══ Dataset rows

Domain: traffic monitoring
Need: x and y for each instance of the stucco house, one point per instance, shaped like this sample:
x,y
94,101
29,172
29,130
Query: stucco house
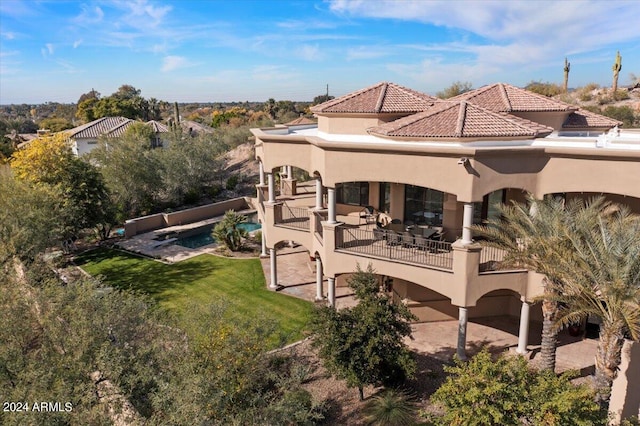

════

Problem to solve:
Present each line of the data above as a Markdown table with the columns Number and Content, omitting blank lines and leaving the pictures out.

Complete response:
| Number | Content |
|---|---|
| 1 | Domain: traffic monitoring |
| 2 | Need: x and y for each instance of the stucco house, one point per instance, shaped like this sample: |
| 3 | x,y |
| 4 | 94,101 |
| 5 | 29,172 |
| 6 | 29,130 |
| 7 | Query: stucco house |